Given problem A
Copy the entries word for word, starting at the line that has "locate: bush |" and stopping after the final line of the entries.

Extract to read
Studio album by Brainstorm
- Released: 17 September 2021
- Recorded: October 2020 - April 2021
- Studio: Greenman Studios Gate Studios
- Genre: Heavy metal, power metal
- Length: 44:33
- Label: AFM
- Producer: Sebastian "Seeb" Levermann

Brainstorm chronology
| Midnight Ghost (2018) | Wall of Skulls (2021) | Plague of Rats (2025) |

= Wall of Skulls =

Wall of Skulls is the thirteenth studio album by German heavy metal band Brainstorm, released on 17 September 2021. It is their last album with longtime bassist Antonio Ieva.

Given problem B
According to the album write-up, which longtime bassist plays on the band's album for the last time?

Data shown
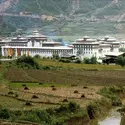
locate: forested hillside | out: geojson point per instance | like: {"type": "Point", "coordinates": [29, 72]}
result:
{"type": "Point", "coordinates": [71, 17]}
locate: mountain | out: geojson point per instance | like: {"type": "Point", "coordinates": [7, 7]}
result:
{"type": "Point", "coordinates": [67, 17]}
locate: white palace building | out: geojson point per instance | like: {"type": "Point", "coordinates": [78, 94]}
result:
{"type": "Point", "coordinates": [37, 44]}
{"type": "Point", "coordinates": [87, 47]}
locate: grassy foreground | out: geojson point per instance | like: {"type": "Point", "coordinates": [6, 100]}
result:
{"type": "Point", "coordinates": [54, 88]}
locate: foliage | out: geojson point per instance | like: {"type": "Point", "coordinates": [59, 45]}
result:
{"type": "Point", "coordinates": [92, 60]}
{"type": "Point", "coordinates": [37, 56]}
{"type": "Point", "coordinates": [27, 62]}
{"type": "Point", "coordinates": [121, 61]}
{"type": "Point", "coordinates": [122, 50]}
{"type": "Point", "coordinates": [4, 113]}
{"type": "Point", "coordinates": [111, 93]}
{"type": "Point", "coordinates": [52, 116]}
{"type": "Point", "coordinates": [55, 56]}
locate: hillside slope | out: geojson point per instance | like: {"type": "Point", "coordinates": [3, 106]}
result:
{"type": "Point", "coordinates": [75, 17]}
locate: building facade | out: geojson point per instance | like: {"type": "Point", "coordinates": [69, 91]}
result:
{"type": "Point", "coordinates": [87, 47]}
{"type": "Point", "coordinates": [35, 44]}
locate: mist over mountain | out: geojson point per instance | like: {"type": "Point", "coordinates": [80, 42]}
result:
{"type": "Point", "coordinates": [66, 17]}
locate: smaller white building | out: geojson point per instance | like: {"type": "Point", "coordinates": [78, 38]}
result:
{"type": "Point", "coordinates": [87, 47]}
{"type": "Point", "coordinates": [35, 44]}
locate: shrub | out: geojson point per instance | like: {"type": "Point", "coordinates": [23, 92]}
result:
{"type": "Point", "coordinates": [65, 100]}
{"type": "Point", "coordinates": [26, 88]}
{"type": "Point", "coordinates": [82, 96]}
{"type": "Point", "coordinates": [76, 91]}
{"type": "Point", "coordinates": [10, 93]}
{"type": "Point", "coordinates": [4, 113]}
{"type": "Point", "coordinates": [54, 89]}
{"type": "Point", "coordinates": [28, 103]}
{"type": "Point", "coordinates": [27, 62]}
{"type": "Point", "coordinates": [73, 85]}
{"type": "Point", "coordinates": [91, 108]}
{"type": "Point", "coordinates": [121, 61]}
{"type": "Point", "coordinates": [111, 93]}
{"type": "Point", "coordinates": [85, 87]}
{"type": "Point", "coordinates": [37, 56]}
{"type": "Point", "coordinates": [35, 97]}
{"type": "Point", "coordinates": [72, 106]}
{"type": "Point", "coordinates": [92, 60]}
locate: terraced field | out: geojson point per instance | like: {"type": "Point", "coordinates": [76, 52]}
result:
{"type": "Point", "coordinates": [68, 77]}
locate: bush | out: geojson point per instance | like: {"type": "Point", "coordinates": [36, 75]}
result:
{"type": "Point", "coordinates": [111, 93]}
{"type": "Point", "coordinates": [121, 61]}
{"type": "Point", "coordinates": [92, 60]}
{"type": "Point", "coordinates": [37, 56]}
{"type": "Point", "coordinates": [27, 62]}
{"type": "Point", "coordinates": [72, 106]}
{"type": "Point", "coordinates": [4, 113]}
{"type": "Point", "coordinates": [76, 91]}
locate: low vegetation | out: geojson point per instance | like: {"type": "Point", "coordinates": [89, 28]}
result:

Worked solution A
locate: bush | out: geojson point per instance | like: {"type": "Point", "coordinates": [36, 75]}
result:
{"type": "Point", "coordinates": [111, 93]}
{"type": "Point", "coordinates": [121, 61]}
{"type": "Point", "coordinates": [92, 60]}
{"type": "Point", "coordinates": [37, 56]}
{"type": "Point", "coordinates": [27, 62]}
{"type": "Point", "coordinates": [72, 106]}
{"type": "Point", "coordinates": [4, 113]}
{"type": "Point", "coordinates": [76, 91]}
locate: low vegetation | out: geojson point per instance | like: {"type": "Point", "coordinates": [89, 28]}
result:

Worked solution B
Antonio Ieva